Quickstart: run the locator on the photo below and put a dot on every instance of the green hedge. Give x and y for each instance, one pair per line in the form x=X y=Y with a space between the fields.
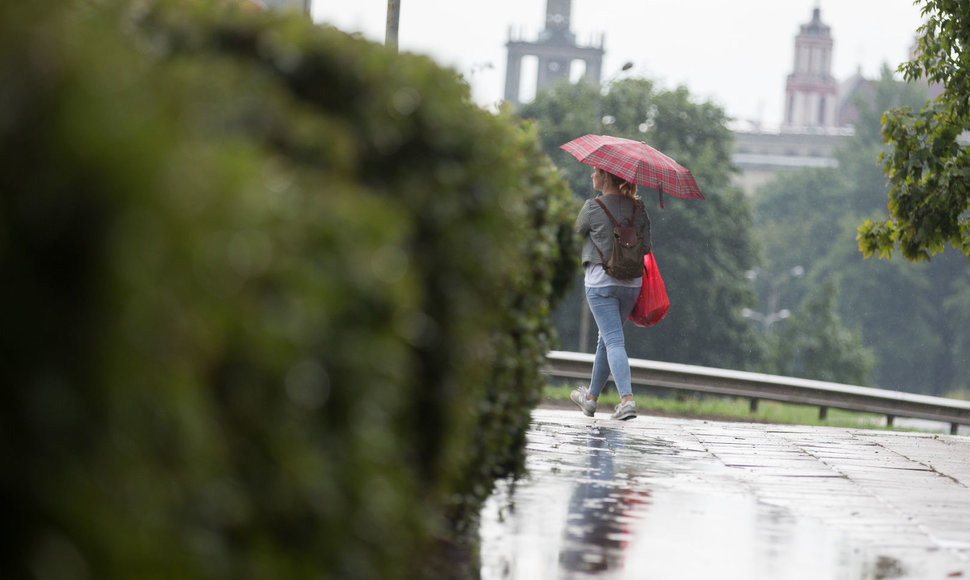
x=275 y=299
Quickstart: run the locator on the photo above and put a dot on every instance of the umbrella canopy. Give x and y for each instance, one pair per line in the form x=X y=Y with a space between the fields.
x=636 y=162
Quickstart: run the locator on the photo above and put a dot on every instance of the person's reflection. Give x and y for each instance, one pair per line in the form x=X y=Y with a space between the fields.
x=600 y=510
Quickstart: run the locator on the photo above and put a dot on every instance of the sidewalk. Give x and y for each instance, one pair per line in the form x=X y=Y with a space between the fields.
x=671 y=498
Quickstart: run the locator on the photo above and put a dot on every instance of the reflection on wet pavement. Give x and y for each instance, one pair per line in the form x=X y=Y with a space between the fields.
x=673 y=498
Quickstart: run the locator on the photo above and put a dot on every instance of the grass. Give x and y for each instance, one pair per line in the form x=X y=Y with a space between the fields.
x=726 y=408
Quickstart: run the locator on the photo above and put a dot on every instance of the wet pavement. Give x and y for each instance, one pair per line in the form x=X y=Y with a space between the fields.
x=664 y=498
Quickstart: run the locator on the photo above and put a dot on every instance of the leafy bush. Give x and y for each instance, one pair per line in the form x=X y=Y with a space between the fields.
x=275 y=300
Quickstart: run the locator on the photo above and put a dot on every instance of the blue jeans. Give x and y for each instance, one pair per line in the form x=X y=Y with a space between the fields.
x=611 y=305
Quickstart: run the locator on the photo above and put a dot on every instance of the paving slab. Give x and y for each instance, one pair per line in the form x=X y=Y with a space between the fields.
x=661 y=498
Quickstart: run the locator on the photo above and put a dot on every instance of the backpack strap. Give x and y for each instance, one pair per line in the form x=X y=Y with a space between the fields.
x=615 y=224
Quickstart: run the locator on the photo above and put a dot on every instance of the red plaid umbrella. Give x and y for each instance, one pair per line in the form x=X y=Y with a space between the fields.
x=636 y=162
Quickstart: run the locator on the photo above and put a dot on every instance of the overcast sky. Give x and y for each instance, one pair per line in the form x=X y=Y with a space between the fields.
x=736 y=53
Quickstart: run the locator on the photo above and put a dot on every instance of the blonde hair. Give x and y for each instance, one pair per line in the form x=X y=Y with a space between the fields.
x=627 y=188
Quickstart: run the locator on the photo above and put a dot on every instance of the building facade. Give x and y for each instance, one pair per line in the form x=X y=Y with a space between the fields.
x=811 y=92
x=556 y=49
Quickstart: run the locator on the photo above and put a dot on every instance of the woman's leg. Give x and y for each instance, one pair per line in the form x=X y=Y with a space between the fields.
x=611 y=305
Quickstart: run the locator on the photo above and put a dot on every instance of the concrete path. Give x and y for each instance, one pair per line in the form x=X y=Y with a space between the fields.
x=664 y=498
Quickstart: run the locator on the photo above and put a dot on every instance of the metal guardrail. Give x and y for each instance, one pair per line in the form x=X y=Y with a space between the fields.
x=758 y=386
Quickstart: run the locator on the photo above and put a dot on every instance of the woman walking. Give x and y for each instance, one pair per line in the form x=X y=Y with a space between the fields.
x=610 y=299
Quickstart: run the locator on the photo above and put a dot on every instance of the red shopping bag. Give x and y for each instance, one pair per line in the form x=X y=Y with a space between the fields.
x=653 y=304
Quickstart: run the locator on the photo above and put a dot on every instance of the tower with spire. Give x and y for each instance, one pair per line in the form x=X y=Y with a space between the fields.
x=556 y=50
x=811 y=92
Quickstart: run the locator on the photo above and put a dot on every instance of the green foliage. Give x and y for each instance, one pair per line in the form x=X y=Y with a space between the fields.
x=703 y=248
x=910 y=316
x=927 y=165
x=276 y=299
x=816 y=345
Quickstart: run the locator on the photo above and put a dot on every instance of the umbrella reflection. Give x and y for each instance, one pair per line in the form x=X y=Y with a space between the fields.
x=602 y=508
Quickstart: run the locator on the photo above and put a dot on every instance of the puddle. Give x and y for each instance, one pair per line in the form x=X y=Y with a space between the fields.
x=601 y=503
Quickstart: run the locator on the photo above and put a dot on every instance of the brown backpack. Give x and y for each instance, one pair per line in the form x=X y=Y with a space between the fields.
x=626 y=261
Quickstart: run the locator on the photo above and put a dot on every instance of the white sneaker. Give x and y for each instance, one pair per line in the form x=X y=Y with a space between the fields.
x=625 y=411
x=579 y=397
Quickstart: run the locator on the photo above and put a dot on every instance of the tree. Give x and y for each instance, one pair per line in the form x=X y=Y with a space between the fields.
x=927 y=165
x=817 y=345
x=703 y=248
x=912 y=316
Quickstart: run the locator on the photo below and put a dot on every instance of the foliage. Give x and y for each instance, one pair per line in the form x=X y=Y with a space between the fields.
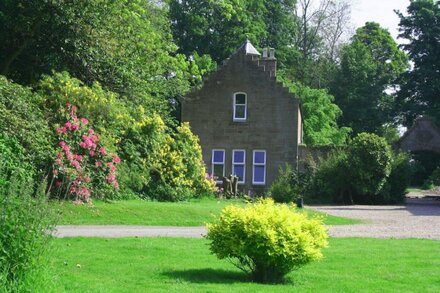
x=178 y=172
x=370 y=66
x=22 y=119
x=329 y=183
x=127 y=46
x=288 y=186
x=160 y=160
x=83 y=166
x=13 y=162
x=320 y=115
x=25 y=223
x=217 y=28
x=420 y=87
x=369 y=160
x=394 y=190
x=266 y=240
x=357 y=174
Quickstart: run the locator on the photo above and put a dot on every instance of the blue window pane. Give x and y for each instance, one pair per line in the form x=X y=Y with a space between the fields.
x=240 y=99
x=259 y=157
x=259 y=174
x=239 y=171
x=240 y=112
x=239 y=157
x=218 y=172
x=219 y=156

* Exercise description: Print the whole listing above exactly, and keep every picture out of the copy.

* Response to the exercise:
Quickstart: run the locator on the photo below and put a dot on every instance of the green hedge. Give x and y for each instance, one pair per line in the form x=X y=Y with a space between the fields.
x=275 y=299
Quickstart: run the locator on the photo above and put a dot on every instance of the umbrella canopy. Give x and y for each instance, one pair per line in the form x=X y=Y with a space between the fields.
x=636 y=162
Quickstart: run the locator on the photo above and put a dot on every instance of the person's reflection. Give x and y for each instance, one pair per line in the form x=X y=Y with a space between the fields.
x=600 y=510
Quickstart: run the locator on the photo above and put a dot on every instance of the sidewalk. Give x and y for each instance, one pair per line in the form x=X y=Y with a space between the fields.
x=671 y=498
Quickstart: run the locator on the photo above and put a dot on every instance of the reflection on wet pavement. Give x and y for each instance, one pair per line in the form x=X y=Y with a space between the fields.
x=673 y=498
Quickstart: run the locator on the photo above and put a dot on every instance of the grass. Give x and y for each instance, one pair per line in the form x=X y=Y with a space between the fields.
x=726 y=408
Quickstart: run the locator on the photo above and put a dot on every instance of the wet pavement. Give x and y for each instance, one pair per line in the form x=X y=Y with a space between the fields.
x=664 y=498
Quickstart: run the locator on the photo above and put a dot on every instance of the leafy bush. Give x and y for each instance, one pair per line in the form x=X y=Y with a space between the fields.
x=275 y=300
Quickstart: run the locator on the photo above and put a dot on every instance of the blue jeans. Give x and y for each instance, one pair per line in the form x=X y=Y with a space between the fields.
x=611 y=305
Quickstart: run the locator on the photo above and put a dot on every instance of the paving slab. Give x and y for each instance, one pair per line in the form x=X y=Y with a space between the fields.
x=661 y=498
Quickstart: run the locator on the photo above and put a dot on every instance of the backpack strap. Give x and y for each instance, one pair per line in the form x=X y=Y with a space between the fields.
x=615 y=224
Quickstart: run the locator on the photo above and put a dot on every instance of the red plaid umbrella. Give x and y for each instance, one pair per line in the form x=X y=Y with a space between the fields.
x=636 y=162
Quickstart: run the locator on the photo above and put a dot on every instance of the overcast sky. Give x and y for each instance, one pair per line in the form x=X y=Y with a space between the fields.
x=736 y=53
Quickstart: run the locator on the photo above and put a dot on every instance of the blonde hair. Give x and y for each instance, one pair per line in the form x=X y=Y with a space between the fields.
x=627 y=188
Quickstart: run the locator on the photo above and put a dot on every instance of the building facade. Give x and y for each instance, one pair per line in the form x=X y=Y with a space between the fields.
x=811 y=92
x=556 y=49
Quickstart: run the locator on the photo above and put a dot on every instance of the woman's leg. Give x and y for each instance, one pair per line in the form x=X y=Y with a space between the fields.
x=611 y=305
Quickstart: run the locator on the photo above and put a dot on every instance of the concrete path. Give x and y for each instance, one pair per line in the form x=X y=Y with a space between the fields.
x=664 y=498
Quickstart: run the locator on the photo above and put a dot on every instance of the metal guardrail. Give x and y for each instance, one pair per line in the form x=X y=Y with a space between the fields.
x=758 y=386
Quickstart: run the locator on the photo above and put a dot on every instance of the woman walking. Give x and y for each instance, one pair per line in the form x=X y=Y with a space between the fields.
x=610 y=299
Quickstart: run the locator on the photo above and put a dot on every instance of the red shopping bag. Give x and y for each instance, one pair per line in the form x=X y=Y with a space between the fields.
x=653 y=304
Quickstart: run the locator on the photo above and put a dot on every instance of the tower with spire. Give x and y for each instance, one pair per line in the form x=X y=Y with a space between the fields.
x=556 y=50
x=811 y=92
Quickstart: run the locator on the photo above and put a dot on every instance of the green foliage. Give x and y for each instance, one pair per line in the form x=X y=Y with a space between the fields.
x=703 y=248
x=910 y=316
x=927 y=165
x=276 y=299
x=816 y=345
Quickstart: run the locator on the photo above and put a dot on every instance of the umbrella reflection. Give x and y for each instance, one pair per line in the form x=X y=Y with a space between the fields.
x=602 y=508
Quickstart: run the locator on the photo above and put a dot on every instance of the puddle. Give x and y for each instance, one pair per line in the form x=X y=Y with a space between the fields.
x=601 y=503
Quickstart: run the locator on the photo above and put a dot on every instance of the brown backpack. Give x and y for each instance, one pair per line in the form x=X y=Y with a space between the fields.
x=626 y=261
Quickstart: run the locator on the photo above and put a dot on every instance of the white sneaker. Give x and y for each instance, one pair per line in the form x=X y=Y with a space between the fields.
x=625 y=411
x=579 y=397
Quickstart: run the locator on the photo above and put a dot on every instance of the tree. Give x and y for each instance, one pair per line in the form x=X y=Y with a space between the fields.
x=927 y=165
x=817 y=345
x=703 y=248
x=912 y=316
Quickstart: run the locator on the photo below and put a dot on every instance of the foliage. Give x and y for each instance, one pair per line in the form x=X y=Y with a space between the fields.
x=178 y=172
x=370 y=66
x=22 y=119
x=329 y=183
x=127 y=46
x=288 y=186
x=160 y=160
x=83 y=166
x=13 y=162
x=320 y=115
x=25 y=223
x=217 y=28
x=420 y=87
x=369 y=160
x=394 y=190
x=266 y=240
x=357 y=174
Quickstart: run the locator on the photo above and put a dot on every instance of the blue window pane. Give x and y for each instance, one pair per line in the form x=X y=Y with a space between the fields.
x=240 y=99
x=259 y=157
x=259 y=174
x=239 y=171
x=240 y=112
x=239 y=157
x=218 y=172
x=219 y=156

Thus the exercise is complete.